* [What you will do]: Copy out the entries below, replacing "instance" with "occurrence" everywhere it appears and leaving every other line unchanged.

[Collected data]
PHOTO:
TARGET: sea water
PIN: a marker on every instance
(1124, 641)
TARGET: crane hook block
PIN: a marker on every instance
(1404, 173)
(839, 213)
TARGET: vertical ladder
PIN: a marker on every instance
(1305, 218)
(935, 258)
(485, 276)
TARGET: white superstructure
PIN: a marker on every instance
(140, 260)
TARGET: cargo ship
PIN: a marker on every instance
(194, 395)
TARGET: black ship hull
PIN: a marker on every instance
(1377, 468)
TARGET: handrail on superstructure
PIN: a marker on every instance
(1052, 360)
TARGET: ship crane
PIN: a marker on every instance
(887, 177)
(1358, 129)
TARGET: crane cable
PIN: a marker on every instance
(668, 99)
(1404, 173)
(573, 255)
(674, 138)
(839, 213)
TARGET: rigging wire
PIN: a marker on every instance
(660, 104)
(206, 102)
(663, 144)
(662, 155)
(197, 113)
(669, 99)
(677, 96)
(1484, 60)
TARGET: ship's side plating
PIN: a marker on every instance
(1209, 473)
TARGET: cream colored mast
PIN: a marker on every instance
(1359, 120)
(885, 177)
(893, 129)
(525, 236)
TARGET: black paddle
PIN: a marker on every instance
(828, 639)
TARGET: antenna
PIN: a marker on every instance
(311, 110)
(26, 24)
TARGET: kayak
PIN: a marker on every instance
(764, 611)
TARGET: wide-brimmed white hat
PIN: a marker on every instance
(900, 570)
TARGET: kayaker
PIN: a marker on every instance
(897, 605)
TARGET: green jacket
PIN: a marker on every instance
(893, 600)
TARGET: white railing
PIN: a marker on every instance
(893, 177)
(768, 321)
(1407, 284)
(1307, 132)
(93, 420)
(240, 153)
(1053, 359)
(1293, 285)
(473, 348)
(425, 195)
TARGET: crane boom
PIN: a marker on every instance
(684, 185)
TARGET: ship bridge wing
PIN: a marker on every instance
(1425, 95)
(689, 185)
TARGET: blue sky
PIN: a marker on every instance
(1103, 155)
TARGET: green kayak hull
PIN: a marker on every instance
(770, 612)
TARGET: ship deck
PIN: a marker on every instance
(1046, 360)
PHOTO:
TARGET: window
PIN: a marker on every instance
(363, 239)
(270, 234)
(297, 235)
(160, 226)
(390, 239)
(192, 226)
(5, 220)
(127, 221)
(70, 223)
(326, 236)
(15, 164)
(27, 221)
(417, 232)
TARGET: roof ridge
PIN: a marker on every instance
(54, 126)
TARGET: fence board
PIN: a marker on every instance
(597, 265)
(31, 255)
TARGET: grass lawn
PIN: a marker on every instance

* [Response]:
PHOTO:
TARGET: sea water
PIN: a marker on every occurrence
(1124, 641)
TARGET: crane hook block
PIN: a marker on every occurrence
(1404, 173)
(839, 213)
TARGET: vertical ladder
PIN: a marker on every occurrence
(1305, 218)
(935, 258)
(485, 276)
TARGET: white superstructure
PIN: a marker on every occurrence
(140, 260)
TARGET: cargo ship
PIN: a marker on every occurrence
(194, 395)
TARGET: black ship hull
PIN: a marker on every occurrence
(1377, 468)
TARGET: handrail on superstructure
PIN: a marker on every occurrence
(1052, 360)
TARGET: ship crane
PIN: a marker on every occurrence
(887, 177)
(1358, 129)
TARGET: crane cable
PIN: a marker on every occurrence
(668, 99)
(1404, 173)
(573, 255)
(674, 138)
(839, 213)
TARGET: rigging wire
PIN: a marker on every occurrence
(660, 104)
(206, 102)
(663, 144)
(662, 155)
(197, 113)
(669, 99)
(677, 96)
(1484, 60)
TARGET: ship's side plating
PIN: a marker on every occurrence
(1209, 473)
TARGET: cream colored mast
PIN: a marker on every occurrence
(1359, 120)
(885, 177)
(893, 129)
(525, 236)
TARGET: black paddle
PIN: a marker on every occurrence
(828, 639)
TARGET: antenna
PIN: a marker on every occurrence
(311, 110)
(26, 24)
TARGET: kayak
PIN: a marker on every occurrence
(764, 611)
TARGET: wide-brimmed white hat
PIN: a marker on every occurrence
(900, 570)
TARGET: kayaker
PIN: a marker on every occurrence
(897, 605)
TARGET: green jacket
PIN: a marker on every occurrence
(893, 600)
TARGET: white railing
PIN: a marker on every occurrence
(893, 177)
(768, 321)
(1407, 284)
(1307, 132)
(93, 420)
(240, 153)
(1053, 359)
(1293, 285)
(473, 348)
(425, 195)
TARGET: crane boom
PIN: a marker on every occurrence
(684, 185)
TARGET: ship bridge wing
PIN: a marker on every occurrence
(1425, 95)
(689, 185)
TARGET: blue sky
PIN: a marker on every occurrence
(1103, 155)
TARGET: green kayak hull
PIN: a marker on every occurrence
(770, 612)
TARGET: ship deck
PIN: a marker on every occurrence
(1046, 360)
PHOTO:
TARGET: window
PIN: a marker on every occurrence
(363, 239)
(270, 234)
(297, 235)
(160, 226)
(390, 239)
(192, 226)
(5, 220)
(127, 221)
(70, 223)
(326, 236)
(15, 164)
(27, 221)
(417, 232)
TARGET: roof ridge
PIN: a marker on every occurrence
(54, 126)
TARGET: fence board
PIN: a marker on every occurrence
(597, 265)
(31, 255)
TARGET: grass lawn
PIN: a marker on every occurrence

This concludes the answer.